EXERCISE REQUIREMENTS:
Your task is to transcribe the data exactly while omitting each picture.

DATA FOR ANALYSIS:

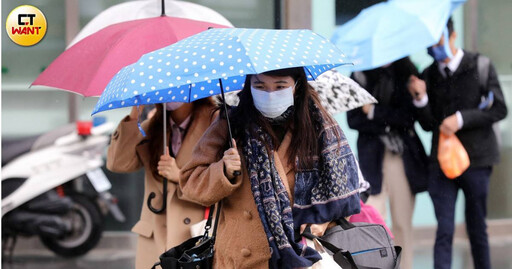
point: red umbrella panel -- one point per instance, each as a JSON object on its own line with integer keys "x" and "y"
{"x": 88, "y": 66}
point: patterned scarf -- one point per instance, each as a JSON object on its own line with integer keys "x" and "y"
{"x": 327, "y": 192}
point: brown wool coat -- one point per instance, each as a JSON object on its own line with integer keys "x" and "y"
{"x": 128, "y": 152}
{"x": 241, "y": 241}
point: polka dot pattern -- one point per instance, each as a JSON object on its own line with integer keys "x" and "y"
{"x": 190, "y": 69}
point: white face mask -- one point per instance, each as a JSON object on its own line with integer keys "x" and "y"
{"x": 173, "y": 106}
{"x": 272, "y": 104}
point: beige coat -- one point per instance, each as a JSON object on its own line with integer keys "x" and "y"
{"x": 157, "y": 232}
{"x": 241, "y": 241}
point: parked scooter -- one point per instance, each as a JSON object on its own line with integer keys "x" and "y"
{"x": 53, "y": 187}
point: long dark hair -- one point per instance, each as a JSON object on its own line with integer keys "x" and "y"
{"x": 156, "y": 129}
{"x": 304, "y": 142}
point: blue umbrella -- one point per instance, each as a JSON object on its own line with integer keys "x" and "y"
{"x": 213, "y": 62}
{"x": 391, "y": 30}
{"x": 197, "y": 66}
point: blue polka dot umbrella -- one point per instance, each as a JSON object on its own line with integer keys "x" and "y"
{"x": 215, "y": 61}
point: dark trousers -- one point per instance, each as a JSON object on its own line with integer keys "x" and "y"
{"x": 443, "y": 192}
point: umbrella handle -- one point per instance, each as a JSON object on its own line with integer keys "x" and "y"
{"x": 235, "y": 173}
{"x": 164, "y": 199}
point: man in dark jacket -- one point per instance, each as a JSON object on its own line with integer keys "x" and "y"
{"x": 391, "y": 156}
{"x": 447, "y": 101}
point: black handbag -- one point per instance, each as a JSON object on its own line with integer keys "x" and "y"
{"x": 196, "y": 252}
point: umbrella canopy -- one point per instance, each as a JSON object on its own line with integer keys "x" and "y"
{"x": 391, "y": 30}
{"x": 87, "y": 67}
{"x": 135, "y": 10}
{"x": 199, "y": 66}
{"x": 338, "y": 93}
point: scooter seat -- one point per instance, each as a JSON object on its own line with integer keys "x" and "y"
{"x": 12, "y": 148}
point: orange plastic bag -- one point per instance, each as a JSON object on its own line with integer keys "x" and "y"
{"x": 452, "y": 156}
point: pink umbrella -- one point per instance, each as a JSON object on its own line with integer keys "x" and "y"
{"x": 87, "y": 67}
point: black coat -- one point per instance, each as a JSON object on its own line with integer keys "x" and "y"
{"x": 462, "y": 92}
{"x": 397, "y": 116}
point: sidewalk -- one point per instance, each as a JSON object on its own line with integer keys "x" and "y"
{"x": 116, "y": 250}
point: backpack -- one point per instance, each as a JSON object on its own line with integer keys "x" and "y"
{"x": 367, "y": 245}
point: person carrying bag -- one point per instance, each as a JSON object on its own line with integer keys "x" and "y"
{"x": 196, "y": 252}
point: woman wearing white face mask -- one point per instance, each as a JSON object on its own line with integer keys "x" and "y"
{"x": 296, "y": 169}
{"x": 130, "y": 151}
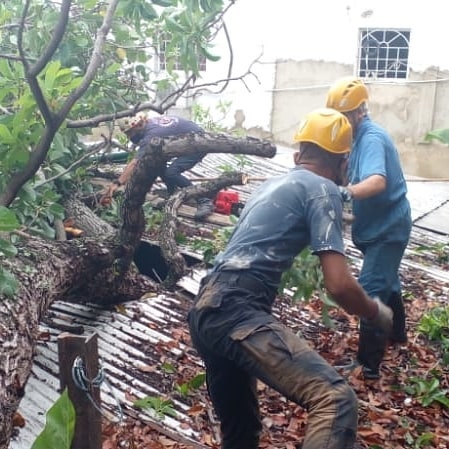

TASK OUTPUT:
point: red umbrella panel -- one point per instance, each as a JSON object on its own line with integer keys "x" and "y"
{"x": 88, "y": 66}
point: patterned scarf -- one point per instance, each as a JSON object on its own line with integer keys "x" and "y"
{"x": 327, "y": 192}
point: brown wool coat -- one point per instance, each as a JSON object on its own line with integer keys "x" and "y"
{"x": 128, "y": 152}
{"x": 241, "y": 241}
point: polka dot pattern -- one point per instance, each as a JSON object on its own line with integer keys "x" and "y"
{"x": 190, "y": 69}
point: white face mask -- one point per instance, each as a JSON object on its own line with integer keys "x" and "y"
{"x": 173, "y": 106}
{"x": 272, "y": 104}
point: beige coat -- one point per instance, each as a JSON object on its own line with integer keys "x" and "y"
{"x": 157, "y": 232}
{"x": 241, "y": 241}
point: parked scooter -- one point per instance, each as a JSON object on its own line with integer keys "x" and "y"
{"x": 53, "y": 187}
point: long dark hair -- one point per instance, each as a JSON object on its own line with integer keys "x" and "y"
{"x": 156, "y": 129}
{"x": 304, "y": 142}
point: blue umbrella -- one point per instance, each as a JSON object on its own line with integer keys "x" and "y"
{"x": 213, "y": 62}
{"x": 391, "y": 30}
{"x": 197, "y": 66}
point: blue polka dot umbrella -- one point per instance, each as a JSON object on its own line with integer keys "x" and "y"
{"x": 215, "y": 61}
point: dark trousers -- one point per instance, each as a JSON object on its own line with integer keys "x" and "y"
{"x": 443, "y": 192}
point: umbrella handle -- one point per instance, each as a JSON object on its own line with integer keys "x" and "y"
{"x": 235, "y": 173}
{"x": 164, "y": 199}
point: man in dark jacket -- one point per instance, each as a JSON object on its own line with integer keys "x" and "y"
{"x": 391, "y": 156}
{"x": 447, "y": 101}
point: black handbag -- one point per instance, each as a JSON object on its own line with integer keys "x" and "y"
{"x": 196, "y": 252}
point: umbrella canopy -- one point per instance, each as a JSON object on its own line with integer keys "x" and "y"
{"x": 391, "y": 30}
{"x": 87, "y": 67}
{"x": 135, "y": 10}
{"x": 199, "y": 66}
{"x": 338, "y": 93}
point: scooter seat -- one point per instance, each as a JSON object on its own line with integer keys "x" and "y"
{"x": 12, "y": 148}
point: orange plastic bag -- one point per instance, each as a JSON object on its own line with integer keys "x" and "y"
{"x": 452, "y": 156}
point: pink umbrella -- one point per instance, each as a JSON object on its own line with integer keys "x" and "y"
{"x": 87, "y": 67}
point: black coat -- one point per instance, each as a JSON object on its own line with integer keys "x" and "y"
{"x": 462, "y": 92}
{"x": 397, "y": 116}
point: sidewalk -- one point per instance, each as a JSON object on its own line with integer keys "x" and "y"
{"x": 116, "y": 250}
point: backpack -- one point per instance, each as a JSON object on its own line with integer keys "x" and "y"
{"x": 367, "y": 245}
point: person carrying bag -- one point per instance, each as a JSON object on its own line with integer keys "x" and "y"
{"x": 196, "y": 252}
point: woman wearing white face mask -- one point per instance, each as a JSON object on its own line with integer keys "x" and "y"
{"x": 296, "y": 169}
{"x": 130, "y": 151}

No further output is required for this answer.